### DATA FOR PROCESSING

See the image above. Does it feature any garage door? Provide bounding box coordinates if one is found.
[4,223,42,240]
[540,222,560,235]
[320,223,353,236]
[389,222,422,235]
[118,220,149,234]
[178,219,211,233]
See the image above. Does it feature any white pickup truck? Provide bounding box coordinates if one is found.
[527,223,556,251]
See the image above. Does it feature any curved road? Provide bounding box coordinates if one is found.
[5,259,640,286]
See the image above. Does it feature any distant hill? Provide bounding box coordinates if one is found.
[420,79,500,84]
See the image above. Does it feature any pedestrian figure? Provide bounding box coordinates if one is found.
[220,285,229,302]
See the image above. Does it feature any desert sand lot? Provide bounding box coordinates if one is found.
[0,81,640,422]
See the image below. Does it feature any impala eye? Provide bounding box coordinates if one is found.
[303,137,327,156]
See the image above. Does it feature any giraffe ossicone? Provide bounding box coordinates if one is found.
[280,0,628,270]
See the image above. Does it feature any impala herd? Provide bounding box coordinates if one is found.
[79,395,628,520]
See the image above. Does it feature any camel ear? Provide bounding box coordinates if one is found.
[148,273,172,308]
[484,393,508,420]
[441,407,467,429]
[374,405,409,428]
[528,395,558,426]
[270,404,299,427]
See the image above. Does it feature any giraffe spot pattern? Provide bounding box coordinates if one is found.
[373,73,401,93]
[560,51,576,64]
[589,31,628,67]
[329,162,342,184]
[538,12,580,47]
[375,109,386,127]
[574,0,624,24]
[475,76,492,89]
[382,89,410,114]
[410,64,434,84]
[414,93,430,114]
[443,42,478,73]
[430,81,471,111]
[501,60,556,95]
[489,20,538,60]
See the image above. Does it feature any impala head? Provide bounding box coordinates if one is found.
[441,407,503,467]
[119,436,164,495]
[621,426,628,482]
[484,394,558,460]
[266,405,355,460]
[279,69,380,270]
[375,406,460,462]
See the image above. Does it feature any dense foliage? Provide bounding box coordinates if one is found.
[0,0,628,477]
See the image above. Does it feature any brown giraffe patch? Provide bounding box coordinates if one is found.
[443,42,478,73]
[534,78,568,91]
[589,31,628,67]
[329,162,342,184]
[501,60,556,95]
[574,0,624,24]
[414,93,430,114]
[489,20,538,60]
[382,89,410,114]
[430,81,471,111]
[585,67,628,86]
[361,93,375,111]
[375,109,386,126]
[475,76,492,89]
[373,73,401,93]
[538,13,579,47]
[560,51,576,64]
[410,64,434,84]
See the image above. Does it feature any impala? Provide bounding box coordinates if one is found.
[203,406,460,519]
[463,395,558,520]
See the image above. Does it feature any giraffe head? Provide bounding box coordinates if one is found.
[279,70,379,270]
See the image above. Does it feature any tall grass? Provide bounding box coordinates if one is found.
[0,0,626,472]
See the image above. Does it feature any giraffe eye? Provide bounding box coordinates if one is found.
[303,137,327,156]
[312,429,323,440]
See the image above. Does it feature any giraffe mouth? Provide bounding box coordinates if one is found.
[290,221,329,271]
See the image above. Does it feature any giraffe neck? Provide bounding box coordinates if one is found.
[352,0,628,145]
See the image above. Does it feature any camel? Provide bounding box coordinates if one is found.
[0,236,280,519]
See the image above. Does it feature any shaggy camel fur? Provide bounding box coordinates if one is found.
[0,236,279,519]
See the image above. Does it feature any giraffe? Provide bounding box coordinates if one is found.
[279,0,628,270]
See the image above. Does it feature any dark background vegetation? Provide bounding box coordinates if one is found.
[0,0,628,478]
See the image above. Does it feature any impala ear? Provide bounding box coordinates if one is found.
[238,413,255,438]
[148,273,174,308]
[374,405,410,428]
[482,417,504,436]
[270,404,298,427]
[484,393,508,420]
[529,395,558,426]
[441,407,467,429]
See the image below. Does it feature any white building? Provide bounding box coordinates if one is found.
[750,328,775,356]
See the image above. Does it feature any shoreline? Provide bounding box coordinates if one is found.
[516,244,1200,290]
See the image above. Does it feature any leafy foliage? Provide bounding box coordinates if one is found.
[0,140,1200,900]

######

▸ **WHAT YOU SHOULD DO**:
Copy out all of the material above, line for line and word for word, without changing anything.

▸ **ANSWER TO THE PROBLEM**:
See the image above. Does it feature any garage door? Provide bounding box coordinates if one is found.
[4,223,42,240]
[540,222,560,235]
[320,223,353,236]
[389,222,422,235]
[118,220,149,234]
[178,219,211,233]
See the image above. Does it feature any white pickup truck? Provide bounding box coordinates if one is found.
[527,223,556,251]
See the image above. Does it feature any curved road? Provide bounding box coordinates if one is found.
[5,259,640,286]
See the image above. Does it feature any distant hill? Provide bounding box coordinates if one is found.
[420,79,500,84]
See the image above. Does it feature any pedestrian figure? Provide bounding box coordinates if one is found.
[220,285,229,302]
See the image above. Does it feature any desert sand lot? Provide bounding box coordinates if one is found.
[0,81,640,422]
See the image below. Does it feature any impala eye? Provide bounding box coordinates if one is found.
[303,137,327,156]
See the image above. Does it feature any giraffe ossicone? Provide bounding box coordinates if one is found.
[280,0,628,270]
See the image above. Does it feature any impala herd? Provide bounding box coordinates if one is found.
[79,395,628,520]
See the image above. Does it feature any camel ear? Provide bounding box coordinates if one is found.
[148,273,172,308]
[484,393,508,420]
[441,407,467,429]
[374,405,409,428]
[528,395,558,426]
[270,404,299,427]
See the image above. Does it feature any giraffe spot pattern? Provide bounding box coordinates if one is found.
[373,73,401,93]
[560,51,576,64]
[589,31,628,67]
[329,162,342,184]
[538,12,580,47]
[375,109,386,127]
[574,0,624,24]
[475,76,492,89]
[382,89,410,114]
[410,64,434,84]
[414,93,430,114]
[443,42,478,73]
[430,81,471,111]
[501,60,556,95]
[489,20,538,60]
See the image above. Does it feature any impala head? Provide bounding box coordinates if one is found.
[441,407,503,467]
[119,436,164,495]
[621,426,628,482]
[484,394,558,460]
[266,405,355,460]
[279,69,380,270]
[375,406,460,462]
See the image above. Does it feature any dense foliage? Provide bounding box coordinates if one is found.
[0,0,628,477]
See the image above. Does it feature any brown giraffe patch? Provide bounding box coordinates if one is found.
[443,42,478,73]
[534,78,568,91]
[589,31,628,67]
[329,162,342,184]
[501,60,556,95]
[574,0,624,24]
[414,93,430,114]
[489,20,538,60]
[382,89,410,114]
[430,81,471,111]
[585,67,628,86]
[361,93,375,111]
[375,109,386,126]
[475,76,492,89]
[373,73,401,93]
[538,13,579,47]
[560,51,576,64]
[410,64,434,84]
See the image above. Does it feature any impala? Provide bounding box coordinates if one is found.
[203,406,460,519]
[463,395,558,520]
See the image above. Does it feature any giraffe head? Provide bounding box coordinates if one is found.
[279,70,379,270]
See the image above. Does it feature any tall grass? Provide bounding box coordinates if one is found.
[0,0,626,472]
See the image above. Does it feature any giraffe eye? Provide bounding box coordinates if one is found.
[303,137,327,156]
[312,429,323,440]
See the image above. Does it feature any giraffe mouth? Provide bounding box coordinates if one is found.
[290,221,329,271]
See the image above. Does it feature any giraffe neck? Provide bounding box coordinates if one is found.
[352,0,628,145]
See the image above. Does it feature any camel? Provide bounding box coordinates if one is found.
[0,236,280,519]
See the image above. Does it feature any shaggy camel fur? Provide bounding box coordinates if one is found.
[0,236,279,519]
See the image above. Does it feature any giraffe? Provide bounding box coordinates if one is found.
[279,0,628,270]
See the image above. Does it feature any dark background vegetation? Provide bounding box coordinates if one is found.
[0,0,628,478]
See the image above. Does it feature any impala ear? Provide bounding box coordinates if one is found.
[238,413,255,438]
[148,273,174,308]
[374,405,410,428]
[482,417,504,436]
[270,404,298,427]
[484,393,508,420]
[529,395,558,426]
[441,407,467,429]
See the image below. Does it feature any white building? Provide bounding box coordinates if one is found.
[750,328,775,356]
See the image above. Does it feature any shoreline? Provide bounding box coordinates if one is found.
[516,244,1200,290]
See the image above. Does it feature any leafy foliage? Provide bounding box coordinates if one is found.
[0,140,1200,900]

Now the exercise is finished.